→ SHORT PROBLEM 1
Extract every line of the rows below that contains the string "utility", treating uppercase and lowercase as different.

→ DOCUMENT SEGMENT
DAVID: People who know about your books and your work around the world may think of you as an evangelist. You’re very popular as an inspiring speaker. But your true vocation is journalism and you’ve always insisted that this role as a journalist is crucial to properly understanding your work.

PHILIP: The reason I identify as a journalist is because a journalist doesn’t begin as an expert in any one field. A journalist is a generalist, not an expert. Let’s say I’m assigned to write an article about nuclear physics. I don’t know anything about that subject but there are resources available. I can go to libraries. I can go to the Los Alamos lab. I can talk to physicists. I can eventually write an article that explains physics to people, at least a general introduction. That’s going to be quite different than asking a research physicist to write an article about his work. A lot of the books that are sold as religious books are written by the physicists of the church, the scholars, the experts.

In my work, I begin talking to people about their life experiences. That’s how I report on subjects like prayer or the problem of pain. I approach those questions from the journalist’s perspective. That’s true of everything I write. I started as a magazine writer and editor and made my living as a journalist. This new book goes beyond the usual journalistic perspective, because it comes out of three concrete experiences in three real places: Japan, Sarajevo and Newtown. But I do follow journalistic style here in the way I open each section with a description of what happened, then I write about how people lived through these experiences, then I write about my own experiences looking into what happened in these places.

I am not just asking and answering my own questions. I want readers to try to understand what it felt like to have been living in Japan when suddenly your entire village was washed away, or what it felt like to be a parent in Newtown on the day of the shootings and afterward. I want readers to experience the stories of these people, because their real stories give passion, depth and reality to the questions we all are raising after such tragedies.


DAVID: You admit in the opening of your book that, all too often, people of faith wind up making things worse in their rush to reassure people after a disaster.

PHILIP: That is very true. And I do use the phrase “well intentioned.” One example: So many of the clichés you hear at funerals, or explanations given to children after a disaster, actually wind up making people feel worse instead of better. A common comment I heard, as a journalist talking to people who had survived terrible tragedies was: “The church made it worse.” Well-intentioned people show up hoping to help and share all sorts of theories about what had just happened. Many of those easy explanations were confusing and, in the end, made things worse.


DAVID: In your book, readers will meet a lot of very wise people. As a good journalist, you draw together lots of such wisdom in your reporting. One figure you include in your book, who we just profiled in our online magazine, is Victor Frankl, the Auschwitz survivor who wrote about the importance of finding meaning in life even in the most deadly circumstances. Tell us why you included him.

PHILIP: What struck me most, the first time I read Victor Frankl, was the idea that despair is suffering without meaning. The Nazis actually carried out experiments in having prisoners work without meaning. They might have someone move rocks across a field all day long. The next day, they’d move the rocks back. Over and over again. This would break the will of the laborers and, eventually, the meaninglessness would break them down completely. Frankl argued that the human mind can survive extremely severe experiences if we can find some meaning in what we are going through.

→ TASK MATERIAL
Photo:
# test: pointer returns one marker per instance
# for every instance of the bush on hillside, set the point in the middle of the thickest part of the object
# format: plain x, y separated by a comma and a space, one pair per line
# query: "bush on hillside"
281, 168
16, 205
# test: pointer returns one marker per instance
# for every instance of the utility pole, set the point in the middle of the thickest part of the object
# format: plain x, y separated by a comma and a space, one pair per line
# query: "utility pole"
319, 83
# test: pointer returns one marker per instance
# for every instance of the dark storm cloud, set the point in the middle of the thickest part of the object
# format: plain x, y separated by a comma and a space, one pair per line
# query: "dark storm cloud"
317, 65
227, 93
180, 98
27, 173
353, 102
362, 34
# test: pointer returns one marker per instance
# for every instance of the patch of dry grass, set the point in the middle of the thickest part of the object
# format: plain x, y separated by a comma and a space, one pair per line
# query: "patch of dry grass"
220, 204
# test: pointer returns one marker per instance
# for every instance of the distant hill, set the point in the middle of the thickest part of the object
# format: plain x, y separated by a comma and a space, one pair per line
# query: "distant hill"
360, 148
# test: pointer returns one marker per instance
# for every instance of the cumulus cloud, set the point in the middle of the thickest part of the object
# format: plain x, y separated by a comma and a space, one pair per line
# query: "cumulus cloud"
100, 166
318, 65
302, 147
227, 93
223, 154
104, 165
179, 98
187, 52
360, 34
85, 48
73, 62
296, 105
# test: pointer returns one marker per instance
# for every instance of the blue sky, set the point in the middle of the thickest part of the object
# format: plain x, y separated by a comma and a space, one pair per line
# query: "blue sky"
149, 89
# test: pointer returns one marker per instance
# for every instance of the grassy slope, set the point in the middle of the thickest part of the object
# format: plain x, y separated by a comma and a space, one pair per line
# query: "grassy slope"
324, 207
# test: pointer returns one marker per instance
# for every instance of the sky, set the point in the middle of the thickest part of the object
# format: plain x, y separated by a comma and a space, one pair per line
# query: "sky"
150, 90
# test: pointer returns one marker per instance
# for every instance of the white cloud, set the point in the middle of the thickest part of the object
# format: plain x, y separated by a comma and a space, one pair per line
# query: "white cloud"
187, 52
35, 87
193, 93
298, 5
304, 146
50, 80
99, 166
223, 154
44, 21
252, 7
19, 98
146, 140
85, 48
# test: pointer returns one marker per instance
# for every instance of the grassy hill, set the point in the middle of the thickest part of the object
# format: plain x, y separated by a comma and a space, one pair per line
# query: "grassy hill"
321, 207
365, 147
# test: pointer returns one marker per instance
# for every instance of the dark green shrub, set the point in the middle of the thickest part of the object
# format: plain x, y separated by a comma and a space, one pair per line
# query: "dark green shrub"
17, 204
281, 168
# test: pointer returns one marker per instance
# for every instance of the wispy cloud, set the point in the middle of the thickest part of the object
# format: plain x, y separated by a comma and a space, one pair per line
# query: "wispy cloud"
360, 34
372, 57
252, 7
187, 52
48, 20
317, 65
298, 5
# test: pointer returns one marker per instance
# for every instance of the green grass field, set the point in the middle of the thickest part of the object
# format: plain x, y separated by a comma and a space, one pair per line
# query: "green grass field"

→ SHORT PROBLEM 2
Repeat the stretch of the interview from "DAVID: You admit" through "made things worse.", word for word.

→ EXERCISE OUTPUT 1
# for every instance of the utility pole, set the point in the middle of the thickest part of the object
# query: "utility pole"

→ EXERCISE OUTPUT 2
DAVID: You admit in the opening of your book that, all too often, people of faith wind up making things worse in their rush to reassure people after a disaster.

PHILIP: That is very true. And I do use the phrase “well intentioned.” One example: So many of the clichés you hear at funerals, or explanations given to children after a disaster, actually wind up making people feel worse instead of better. A common comment I heard, as a journalist talking to people who had survived terrible tragedies was: “The church made it worse.” Well-intentioned people show up hoping to help and share all sorts of theories about what had just happened. Many of those easy explanations were confusing and, in the end, made things worse.